* [Exercise details]
Copy the lines from the beginning through the line containing "point(509, 491)", inclusive, and substitute "timber deck" for "wooden platform", keeping everything else the same. Omit the pictures.
::::::
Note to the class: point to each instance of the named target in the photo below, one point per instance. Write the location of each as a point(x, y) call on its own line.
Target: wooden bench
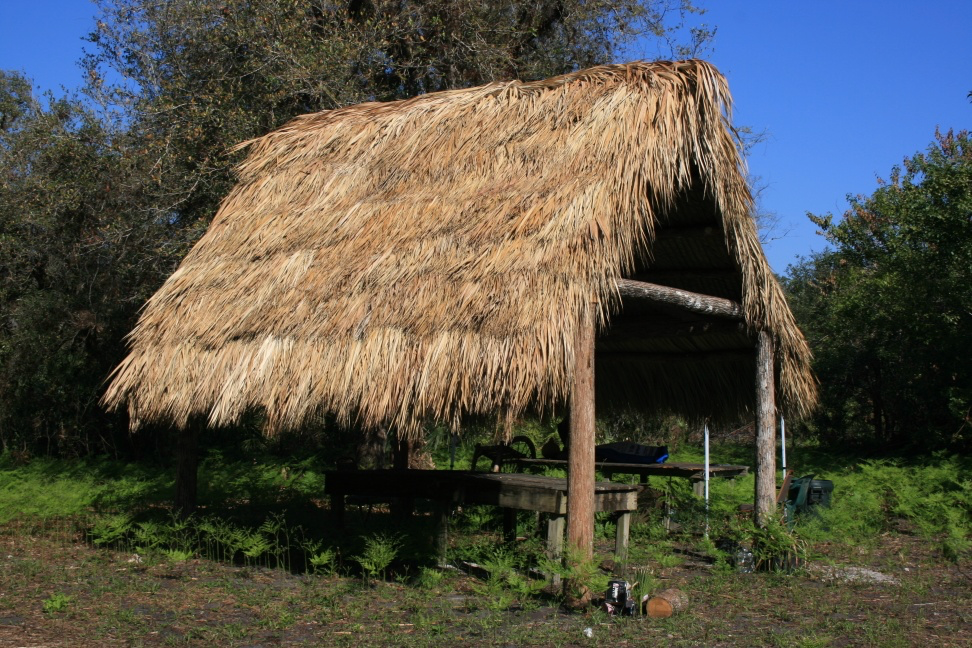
point(510, 491)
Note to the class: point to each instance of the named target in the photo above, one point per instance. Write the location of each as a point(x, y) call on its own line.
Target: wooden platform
point(509, 491)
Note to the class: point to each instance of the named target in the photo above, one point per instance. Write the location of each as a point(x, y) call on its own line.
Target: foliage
point(379, 552)
point(76, 261)
point(932, 498)
point(58, 602)
point(102, 195)
point(888, 310)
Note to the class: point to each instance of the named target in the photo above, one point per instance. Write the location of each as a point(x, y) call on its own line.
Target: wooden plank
point(580, 458)
point(690, 301)
point(765, 496)
point(670, 469)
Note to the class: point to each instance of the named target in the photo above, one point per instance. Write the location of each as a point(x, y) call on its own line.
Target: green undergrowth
point(270, 513)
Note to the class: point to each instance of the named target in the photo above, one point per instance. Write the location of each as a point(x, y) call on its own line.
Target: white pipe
point(707, 479)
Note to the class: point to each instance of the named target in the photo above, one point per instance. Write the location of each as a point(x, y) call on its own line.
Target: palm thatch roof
point(429, 259)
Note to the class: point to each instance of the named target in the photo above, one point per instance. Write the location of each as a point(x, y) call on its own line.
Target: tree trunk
point(187, 469)
point(765, 430)
point(580, 458)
::::::
* [Written reply]
Note to the class: point to each instance of the named target in the photo below, one point per instance. Write the location of each as a point(x, y) call on its own line.
Target: wooden bench
point(510, 491)
Note to the class: point to each instance of the named target in the photo above, one point per instance. Write the location of each as a point(x, y) call on its own line.
Target: timber deck
point(509, 491)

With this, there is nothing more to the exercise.